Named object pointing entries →
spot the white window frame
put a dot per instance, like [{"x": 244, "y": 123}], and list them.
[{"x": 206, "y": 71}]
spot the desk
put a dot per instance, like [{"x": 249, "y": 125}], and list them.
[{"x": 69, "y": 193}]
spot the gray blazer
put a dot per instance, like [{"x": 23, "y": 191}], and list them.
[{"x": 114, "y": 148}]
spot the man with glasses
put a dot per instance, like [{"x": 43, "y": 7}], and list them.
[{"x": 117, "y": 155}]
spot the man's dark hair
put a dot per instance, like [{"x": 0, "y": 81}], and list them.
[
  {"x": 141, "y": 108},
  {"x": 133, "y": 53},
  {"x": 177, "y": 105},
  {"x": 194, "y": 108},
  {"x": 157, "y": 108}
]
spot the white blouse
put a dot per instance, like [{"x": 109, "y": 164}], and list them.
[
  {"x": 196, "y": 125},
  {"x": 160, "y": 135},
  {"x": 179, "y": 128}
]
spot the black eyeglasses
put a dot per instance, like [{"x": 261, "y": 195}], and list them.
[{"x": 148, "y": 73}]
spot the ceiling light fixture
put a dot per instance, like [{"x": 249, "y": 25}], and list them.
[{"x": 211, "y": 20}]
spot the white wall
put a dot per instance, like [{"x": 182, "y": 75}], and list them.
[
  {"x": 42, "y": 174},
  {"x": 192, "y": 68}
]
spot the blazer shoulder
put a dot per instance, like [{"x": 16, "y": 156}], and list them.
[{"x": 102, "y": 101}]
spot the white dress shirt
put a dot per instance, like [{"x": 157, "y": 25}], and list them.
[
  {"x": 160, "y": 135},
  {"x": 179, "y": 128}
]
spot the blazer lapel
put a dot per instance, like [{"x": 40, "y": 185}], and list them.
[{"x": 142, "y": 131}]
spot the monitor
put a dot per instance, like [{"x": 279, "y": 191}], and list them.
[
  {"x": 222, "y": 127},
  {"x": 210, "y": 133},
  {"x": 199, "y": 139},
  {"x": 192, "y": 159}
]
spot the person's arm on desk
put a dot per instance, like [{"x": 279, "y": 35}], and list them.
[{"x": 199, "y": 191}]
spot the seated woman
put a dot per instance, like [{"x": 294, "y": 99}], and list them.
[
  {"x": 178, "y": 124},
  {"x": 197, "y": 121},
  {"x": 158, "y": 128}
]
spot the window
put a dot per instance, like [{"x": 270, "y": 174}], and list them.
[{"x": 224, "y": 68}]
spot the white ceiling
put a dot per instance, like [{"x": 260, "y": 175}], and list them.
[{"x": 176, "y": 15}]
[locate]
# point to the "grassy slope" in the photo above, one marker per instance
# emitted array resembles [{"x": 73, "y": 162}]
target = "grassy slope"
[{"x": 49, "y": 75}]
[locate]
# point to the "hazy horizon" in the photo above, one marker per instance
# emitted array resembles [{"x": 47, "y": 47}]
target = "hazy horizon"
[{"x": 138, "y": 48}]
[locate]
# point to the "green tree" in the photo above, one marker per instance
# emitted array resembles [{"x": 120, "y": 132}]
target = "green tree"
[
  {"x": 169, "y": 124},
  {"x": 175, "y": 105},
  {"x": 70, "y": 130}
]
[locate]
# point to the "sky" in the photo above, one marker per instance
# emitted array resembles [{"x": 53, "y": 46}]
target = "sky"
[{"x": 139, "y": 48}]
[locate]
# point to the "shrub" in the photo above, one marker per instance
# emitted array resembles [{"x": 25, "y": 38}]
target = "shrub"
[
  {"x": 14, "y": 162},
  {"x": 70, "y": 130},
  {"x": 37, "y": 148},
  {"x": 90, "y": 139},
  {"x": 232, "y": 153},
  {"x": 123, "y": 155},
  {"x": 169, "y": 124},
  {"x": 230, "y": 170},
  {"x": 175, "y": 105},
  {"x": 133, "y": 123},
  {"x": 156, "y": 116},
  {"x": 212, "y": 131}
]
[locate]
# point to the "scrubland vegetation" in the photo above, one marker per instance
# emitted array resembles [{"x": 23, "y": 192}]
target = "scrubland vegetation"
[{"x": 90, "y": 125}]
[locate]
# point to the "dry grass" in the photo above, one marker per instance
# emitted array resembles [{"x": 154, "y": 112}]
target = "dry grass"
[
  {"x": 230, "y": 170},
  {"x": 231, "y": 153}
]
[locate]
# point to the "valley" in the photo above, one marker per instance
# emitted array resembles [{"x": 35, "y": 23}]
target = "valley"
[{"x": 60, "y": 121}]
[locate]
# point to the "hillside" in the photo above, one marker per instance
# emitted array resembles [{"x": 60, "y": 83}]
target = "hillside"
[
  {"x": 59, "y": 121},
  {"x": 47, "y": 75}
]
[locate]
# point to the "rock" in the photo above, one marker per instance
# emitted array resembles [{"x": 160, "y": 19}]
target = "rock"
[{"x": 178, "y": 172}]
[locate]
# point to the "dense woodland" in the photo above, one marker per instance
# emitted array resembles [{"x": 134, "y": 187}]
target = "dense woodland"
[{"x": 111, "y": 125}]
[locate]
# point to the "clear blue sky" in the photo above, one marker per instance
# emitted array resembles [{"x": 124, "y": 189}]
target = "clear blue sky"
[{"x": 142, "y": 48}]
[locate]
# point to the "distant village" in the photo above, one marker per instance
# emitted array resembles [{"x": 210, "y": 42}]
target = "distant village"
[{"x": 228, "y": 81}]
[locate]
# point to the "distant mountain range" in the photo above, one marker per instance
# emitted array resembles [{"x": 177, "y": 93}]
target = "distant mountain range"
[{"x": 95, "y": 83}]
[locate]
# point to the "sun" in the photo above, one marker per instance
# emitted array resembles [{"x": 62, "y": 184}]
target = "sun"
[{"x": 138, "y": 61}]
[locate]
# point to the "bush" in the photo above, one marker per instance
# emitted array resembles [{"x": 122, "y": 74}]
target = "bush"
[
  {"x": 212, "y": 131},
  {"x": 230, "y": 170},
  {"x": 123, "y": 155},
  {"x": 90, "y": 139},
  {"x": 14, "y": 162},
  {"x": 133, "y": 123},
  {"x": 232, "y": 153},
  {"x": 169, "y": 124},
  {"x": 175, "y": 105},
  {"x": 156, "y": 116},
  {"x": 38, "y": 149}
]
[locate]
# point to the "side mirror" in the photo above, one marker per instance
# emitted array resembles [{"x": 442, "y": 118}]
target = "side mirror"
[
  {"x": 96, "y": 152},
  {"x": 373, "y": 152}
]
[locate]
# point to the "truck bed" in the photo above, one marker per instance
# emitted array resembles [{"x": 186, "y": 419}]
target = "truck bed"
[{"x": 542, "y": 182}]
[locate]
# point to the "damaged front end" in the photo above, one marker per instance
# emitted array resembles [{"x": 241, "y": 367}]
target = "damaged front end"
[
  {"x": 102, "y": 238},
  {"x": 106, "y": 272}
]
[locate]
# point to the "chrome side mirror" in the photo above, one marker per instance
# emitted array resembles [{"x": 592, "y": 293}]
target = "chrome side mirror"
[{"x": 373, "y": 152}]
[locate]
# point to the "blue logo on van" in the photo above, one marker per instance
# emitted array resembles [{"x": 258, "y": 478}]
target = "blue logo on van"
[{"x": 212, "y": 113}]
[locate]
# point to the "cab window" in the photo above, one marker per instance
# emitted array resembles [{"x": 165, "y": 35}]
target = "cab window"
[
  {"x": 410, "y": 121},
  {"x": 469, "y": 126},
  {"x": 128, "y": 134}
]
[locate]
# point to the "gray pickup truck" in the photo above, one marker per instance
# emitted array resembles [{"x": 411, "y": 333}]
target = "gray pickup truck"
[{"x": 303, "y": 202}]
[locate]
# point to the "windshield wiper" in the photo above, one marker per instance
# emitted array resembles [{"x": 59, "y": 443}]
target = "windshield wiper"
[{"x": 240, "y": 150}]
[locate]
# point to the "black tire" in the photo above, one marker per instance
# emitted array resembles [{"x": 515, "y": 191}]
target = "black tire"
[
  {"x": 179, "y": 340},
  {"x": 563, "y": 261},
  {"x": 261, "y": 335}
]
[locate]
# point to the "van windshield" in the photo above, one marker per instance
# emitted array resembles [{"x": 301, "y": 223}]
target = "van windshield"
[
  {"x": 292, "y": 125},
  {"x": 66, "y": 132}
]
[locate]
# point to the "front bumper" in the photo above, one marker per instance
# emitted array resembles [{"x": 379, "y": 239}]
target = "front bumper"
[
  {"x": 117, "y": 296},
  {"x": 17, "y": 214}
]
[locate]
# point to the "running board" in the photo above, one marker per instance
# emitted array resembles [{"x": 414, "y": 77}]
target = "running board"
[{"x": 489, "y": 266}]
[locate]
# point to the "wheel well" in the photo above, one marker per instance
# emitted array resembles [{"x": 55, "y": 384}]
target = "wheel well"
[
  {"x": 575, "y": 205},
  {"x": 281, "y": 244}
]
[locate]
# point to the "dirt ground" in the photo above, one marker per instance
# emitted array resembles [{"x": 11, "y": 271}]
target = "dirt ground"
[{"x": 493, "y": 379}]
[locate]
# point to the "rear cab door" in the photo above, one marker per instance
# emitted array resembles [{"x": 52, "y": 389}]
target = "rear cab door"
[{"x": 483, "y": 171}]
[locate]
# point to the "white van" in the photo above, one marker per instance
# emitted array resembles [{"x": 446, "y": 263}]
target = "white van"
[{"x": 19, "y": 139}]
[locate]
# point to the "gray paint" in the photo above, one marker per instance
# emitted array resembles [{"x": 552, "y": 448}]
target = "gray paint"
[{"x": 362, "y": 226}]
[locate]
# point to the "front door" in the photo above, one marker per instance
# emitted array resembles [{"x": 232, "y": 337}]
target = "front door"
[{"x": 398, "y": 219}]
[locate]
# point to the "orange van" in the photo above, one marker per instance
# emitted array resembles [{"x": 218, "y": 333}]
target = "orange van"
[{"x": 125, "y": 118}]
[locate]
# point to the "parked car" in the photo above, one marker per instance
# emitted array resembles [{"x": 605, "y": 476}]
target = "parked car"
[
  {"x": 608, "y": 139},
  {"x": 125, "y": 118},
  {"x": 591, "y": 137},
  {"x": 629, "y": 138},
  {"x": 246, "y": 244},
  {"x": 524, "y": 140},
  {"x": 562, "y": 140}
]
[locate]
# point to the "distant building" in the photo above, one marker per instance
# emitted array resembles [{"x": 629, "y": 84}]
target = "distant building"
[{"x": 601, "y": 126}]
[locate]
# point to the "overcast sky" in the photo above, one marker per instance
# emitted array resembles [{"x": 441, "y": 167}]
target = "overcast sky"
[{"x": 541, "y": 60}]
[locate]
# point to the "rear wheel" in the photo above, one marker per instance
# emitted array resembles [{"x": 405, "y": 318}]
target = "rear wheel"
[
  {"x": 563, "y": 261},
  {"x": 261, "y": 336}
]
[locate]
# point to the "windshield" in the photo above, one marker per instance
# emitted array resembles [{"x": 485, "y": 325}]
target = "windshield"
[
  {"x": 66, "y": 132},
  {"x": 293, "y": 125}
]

EXERCISE PROMPT →
Report every line in the records that contains the string "logo", and treat uppercase and lowercase as different.

FULL ANSWER →
# point to the "blue logo on van" in the photo above, one marker per instance
target = "blue logo on van"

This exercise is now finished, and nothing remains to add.